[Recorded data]
◇ ◇ ◇
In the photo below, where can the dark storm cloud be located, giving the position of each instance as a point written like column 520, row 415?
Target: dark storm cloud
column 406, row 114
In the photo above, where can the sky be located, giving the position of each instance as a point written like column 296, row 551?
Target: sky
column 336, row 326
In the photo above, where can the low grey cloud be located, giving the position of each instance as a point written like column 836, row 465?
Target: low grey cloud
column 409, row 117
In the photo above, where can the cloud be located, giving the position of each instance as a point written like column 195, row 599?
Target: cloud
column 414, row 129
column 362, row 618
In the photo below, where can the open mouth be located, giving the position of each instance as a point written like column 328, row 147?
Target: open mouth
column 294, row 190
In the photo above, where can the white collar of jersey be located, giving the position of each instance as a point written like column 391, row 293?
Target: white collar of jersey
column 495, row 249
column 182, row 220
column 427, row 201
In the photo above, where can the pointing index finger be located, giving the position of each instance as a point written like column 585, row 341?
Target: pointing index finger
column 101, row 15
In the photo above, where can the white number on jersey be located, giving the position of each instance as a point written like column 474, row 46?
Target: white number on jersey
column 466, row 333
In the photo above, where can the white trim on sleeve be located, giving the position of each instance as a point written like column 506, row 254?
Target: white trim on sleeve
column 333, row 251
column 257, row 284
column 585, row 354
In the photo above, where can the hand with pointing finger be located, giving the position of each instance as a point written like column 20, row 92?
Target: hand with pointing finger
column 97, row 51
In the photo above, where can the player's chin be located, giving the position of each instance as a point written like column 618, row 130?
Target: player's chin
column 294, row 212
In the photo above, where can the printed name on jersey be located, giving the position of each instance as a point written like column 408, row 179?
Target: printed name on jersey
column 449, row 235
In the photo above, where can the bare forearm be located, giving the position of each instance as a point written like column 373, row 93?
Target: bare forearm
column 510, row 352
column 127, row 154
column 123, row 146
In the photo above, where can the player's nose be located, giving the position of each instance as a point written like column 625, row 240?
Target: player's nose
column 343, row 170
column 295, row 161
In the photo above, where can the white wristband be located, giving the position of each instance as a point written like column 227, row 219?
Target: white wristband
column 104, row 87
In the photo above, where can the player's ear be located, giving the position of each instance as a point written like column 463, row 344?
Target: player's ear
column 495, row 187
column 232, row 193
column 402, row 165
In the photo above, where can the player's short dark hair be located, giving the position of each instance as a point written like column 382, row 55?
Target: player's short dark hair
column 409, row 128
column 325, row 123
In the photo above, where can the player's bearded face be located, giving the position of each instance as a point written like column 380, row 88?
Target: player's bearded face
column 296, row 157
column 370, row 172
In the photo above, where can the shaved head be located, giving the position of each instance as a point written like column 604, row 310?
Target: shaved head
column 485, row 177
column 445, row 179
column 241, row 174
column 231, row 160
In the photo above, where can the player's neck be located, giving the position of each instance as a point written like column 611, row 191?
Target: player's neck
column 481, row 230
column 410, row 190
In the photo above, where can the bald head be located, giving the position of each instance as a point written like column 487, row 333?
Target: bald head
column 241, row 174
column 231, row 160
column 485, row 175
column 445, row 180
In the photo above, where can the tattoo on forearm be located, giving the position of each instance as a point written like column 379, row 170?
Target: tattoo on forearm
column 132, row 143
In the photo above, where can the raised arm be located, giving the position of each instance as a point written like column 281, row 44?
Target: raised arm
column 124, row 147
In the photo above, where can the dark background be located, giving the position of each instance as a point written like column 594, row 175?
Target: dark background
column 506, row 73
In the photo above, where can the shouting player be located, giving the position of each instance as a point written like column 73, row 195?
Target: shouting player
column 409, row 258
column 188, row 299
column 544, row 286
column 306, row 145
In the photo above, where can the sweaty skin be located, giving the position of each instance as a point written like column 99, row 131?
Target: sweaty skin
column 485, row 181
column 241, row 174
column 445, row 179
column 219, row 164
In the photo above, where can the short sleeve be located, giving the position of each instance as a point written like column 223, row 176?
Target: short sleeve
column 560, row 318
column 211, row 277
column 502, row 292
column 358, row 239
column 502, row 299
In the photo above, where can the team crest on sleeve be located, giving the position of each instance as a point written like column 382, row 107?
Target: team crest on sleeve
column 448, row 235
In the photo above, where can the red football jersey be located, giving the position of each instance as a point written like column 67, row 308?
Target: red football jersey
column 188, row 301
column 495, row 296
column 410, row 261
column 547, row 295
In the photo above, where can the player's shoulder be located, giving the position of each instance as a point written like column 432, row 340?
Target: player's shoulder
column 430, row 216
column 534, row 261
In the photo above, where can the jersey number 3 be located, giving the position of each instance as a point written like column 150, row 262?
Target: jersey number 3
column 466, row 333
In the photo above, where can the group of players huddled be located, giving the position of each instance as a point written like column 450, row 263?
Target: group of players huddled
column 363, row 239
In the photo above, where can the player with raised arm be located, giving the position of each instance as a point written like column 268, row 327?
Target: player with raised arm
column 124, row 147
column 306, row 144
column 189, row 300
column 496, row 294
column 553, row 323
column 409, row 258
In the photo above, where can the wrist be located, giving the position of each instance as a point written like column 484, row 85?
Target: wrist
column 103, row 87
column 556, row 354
◇ ◇ ◇
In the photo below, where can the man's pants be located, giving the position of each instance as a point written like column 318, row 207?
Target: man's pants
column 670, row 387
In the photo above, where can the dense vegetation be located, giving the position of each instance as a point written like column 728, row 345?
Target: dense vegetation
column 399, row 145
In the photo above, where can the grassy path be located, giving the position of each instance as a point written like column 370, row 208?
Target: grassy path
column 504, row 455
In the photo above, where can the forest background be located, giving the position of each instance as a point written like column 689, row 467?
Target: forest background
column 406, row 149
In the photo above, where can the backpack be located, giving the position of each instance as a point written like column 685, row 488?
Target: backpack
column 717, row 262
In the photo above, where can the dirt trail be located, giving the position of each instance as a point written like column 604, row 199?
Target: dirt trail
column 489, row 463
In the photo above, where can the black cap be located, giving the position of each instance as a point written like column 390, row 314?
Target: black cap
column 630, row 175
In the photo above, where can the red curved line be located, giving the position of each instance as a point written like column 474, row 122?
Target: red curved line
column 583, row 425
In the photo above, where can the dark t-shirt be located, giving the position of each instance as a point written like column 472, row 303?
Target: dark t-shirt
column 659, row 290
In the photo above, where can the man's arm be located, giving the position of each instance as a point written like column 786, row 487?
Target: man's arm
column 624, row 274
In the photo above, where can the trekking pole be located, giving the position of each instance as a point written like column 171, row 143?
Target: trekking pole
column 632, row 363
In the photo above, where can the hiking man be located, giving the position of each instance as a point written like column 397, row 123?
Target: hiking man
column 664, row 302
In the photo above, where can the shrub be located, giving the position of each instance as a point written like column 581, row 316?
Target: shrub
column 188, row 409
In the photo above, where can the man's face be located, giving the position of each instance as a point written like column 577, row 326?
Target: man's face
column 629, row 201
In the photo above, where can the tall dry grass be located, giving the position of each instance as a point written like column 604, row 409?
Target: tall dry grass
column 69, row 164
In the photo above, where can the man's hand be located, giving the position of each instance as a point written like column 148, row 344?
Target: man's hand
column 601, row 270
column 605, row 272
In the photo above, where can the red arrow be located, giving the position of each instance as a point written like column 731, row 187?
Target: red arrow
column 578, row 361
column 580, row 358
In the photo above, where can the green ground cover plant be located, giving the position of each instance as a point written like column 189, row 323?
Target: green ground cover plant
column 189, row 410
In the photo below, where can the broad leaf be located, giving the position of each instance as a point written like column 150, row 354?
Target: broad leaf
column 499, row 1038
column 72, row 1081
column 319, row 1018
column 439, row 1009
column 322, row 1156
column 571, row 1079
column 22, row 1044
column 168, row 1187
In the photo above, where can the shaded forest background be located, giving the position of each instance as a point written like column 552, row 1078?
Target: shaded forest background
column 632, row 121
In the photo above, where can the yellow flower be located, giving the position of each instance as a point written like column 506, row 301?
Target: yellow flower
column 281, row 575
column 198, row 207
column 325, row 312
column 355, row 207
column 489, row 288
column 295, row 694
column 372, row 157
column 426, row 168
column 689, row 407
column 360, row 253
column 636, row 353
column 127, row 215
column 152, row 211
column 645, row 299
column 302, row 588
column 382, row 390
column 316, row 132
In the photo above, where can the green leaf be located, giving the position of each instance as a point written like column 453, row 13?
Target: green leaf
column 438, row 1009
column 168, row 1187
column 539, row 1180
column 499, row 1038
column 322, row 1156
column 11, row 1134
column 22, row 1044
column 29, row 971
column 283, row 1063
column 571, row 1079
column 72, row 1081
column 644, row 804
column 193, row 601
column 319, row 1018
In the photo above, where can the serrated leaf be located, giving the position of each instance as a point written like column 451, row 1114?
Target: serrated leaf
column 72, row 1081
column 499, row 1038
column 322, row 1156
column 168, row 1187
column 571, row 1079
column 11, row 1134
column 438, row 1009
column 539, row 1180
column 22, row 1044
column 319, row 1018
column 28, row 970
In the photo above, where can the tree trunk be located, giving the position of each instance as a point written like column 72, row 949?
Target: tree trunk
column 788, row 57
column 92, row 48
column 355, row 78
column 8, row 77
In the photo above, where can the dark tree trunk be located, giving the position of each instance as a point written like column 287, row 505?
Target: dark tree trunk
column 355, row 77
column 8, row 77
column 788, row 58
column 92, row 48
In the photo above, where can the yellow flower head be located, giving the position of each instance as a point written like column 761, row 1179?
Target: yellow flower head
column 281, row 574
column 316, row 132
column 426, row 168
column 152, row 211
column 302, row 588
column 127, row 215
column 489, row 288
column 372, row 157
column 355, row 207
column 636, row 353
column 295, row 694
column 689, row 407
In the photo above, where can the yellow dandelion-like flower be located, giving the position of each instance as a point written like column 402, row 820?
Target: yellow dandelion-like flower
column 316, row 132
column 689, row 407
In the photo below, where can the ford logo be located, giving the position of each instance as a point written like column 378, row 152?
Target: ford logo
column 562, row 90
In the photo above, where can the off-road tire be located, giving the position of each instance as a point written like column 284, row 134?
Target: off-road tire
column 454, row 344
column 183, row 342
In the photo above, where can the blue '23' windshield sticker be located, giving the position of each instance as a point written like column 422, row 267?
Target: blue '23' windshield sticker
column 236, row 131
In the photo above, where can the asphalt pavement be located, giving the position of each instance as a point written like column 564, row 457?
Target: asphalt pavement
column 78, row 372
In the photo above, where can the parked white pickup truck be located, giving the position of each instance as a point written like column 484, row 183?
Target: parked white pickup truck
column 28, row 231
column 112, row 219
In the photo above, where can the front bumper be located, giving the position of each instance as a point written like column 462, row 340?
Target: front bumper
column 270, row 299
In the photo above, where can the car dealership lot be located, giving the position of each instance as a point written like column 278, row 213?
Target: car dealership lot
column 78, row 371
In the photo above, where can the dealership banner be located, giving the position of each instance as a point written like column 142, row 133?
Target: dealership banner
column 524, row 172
◇ ◇ ◇
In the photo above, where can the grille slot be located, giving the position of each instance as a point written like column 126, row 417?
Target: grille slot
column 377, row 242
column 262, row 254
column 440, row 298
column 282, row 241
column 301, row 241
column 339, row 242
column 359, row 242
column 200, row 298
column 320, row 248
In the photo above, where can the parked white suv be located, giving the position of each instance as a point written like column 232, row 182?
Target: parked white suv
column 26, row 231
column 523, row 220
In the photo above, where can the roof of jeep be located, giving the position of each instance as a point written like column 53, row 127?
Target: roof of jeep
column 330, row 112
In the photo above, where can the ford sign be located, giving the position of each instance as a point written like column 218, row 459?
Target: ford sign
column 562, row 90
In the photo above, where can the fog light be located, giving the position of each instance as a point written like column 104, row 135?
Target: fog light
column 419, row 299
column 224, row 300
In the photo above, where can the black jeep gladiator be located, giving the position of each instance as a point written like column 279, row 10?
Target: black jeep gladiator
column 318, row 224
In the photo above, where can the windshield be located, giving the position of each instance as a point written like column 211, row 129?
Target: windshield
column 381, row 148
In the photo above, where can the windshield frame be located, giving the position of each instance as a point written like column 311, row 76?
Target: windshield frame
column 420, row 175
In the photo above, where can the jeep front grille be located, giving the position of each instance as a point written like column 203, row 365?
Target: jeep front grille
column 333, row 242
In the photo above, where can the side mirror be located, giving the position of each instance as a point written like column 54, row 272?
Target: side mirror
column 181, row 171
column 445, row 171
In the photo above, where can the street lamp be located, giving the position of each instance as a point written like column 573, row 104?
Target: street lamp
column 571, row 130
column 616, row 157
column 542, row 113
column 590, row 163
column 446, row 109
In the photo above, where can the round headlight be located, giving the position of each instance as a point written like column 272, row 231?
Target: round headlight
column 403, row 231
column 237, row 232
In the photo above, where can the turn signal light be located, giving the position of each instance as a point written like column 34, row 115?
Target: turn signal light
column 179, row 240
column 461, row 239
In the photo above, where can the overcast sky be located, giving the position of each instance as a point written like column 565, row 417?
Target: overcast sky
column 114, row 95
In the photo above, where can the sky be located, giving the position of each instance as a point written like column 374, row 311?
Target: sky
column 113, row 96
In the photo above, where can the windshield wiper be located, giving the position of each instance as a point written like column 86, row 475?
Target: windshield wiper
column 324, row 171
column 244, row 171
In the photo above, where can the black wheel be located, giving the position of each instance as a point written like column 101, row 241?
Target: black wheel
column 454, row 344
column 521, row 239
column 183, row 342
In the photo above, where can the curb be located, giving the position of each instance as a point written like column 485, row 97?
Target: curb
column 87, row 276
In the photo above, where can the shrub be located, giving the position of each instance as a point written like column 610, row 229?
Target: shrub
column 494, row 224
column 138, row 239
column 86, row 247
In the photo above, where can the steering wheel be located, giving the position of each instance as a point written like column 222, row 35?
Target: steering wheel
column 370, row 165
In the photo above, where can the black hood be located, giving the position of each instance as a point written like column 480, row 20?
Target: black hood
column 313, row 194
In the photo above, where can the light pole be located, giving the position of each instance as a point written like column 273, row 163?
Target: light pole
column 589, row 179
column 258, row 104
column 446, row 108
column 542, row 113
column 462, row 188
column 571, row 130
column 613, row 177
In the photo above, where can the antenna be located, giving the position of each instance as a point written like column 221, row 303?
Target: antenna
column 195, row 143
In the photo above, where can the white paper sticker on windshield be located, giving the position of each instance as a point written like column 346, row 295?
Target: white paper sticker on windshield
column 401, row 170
◇ ◇ ◇
Only the lines containing the string "below" are needed; pull them out of the records.

In the photo below, where can the dark storm cloud be located, giving the position of each instance as a point written like column 520, row 415?
In the photo below, where can the open mouth be located, giving the position of each instance as a point written like column 328, row 147?
In the photo below, where can the man's pants be located, giving the position of each instance as a point written like column 318, row 207?
In the photo below, where can the broad leaf be located, giving the position of each instance as a point written like column 150, row 354?
In the photo below, where can the ford logo be located, giving the position of each instance as a point written like column 378, row 152?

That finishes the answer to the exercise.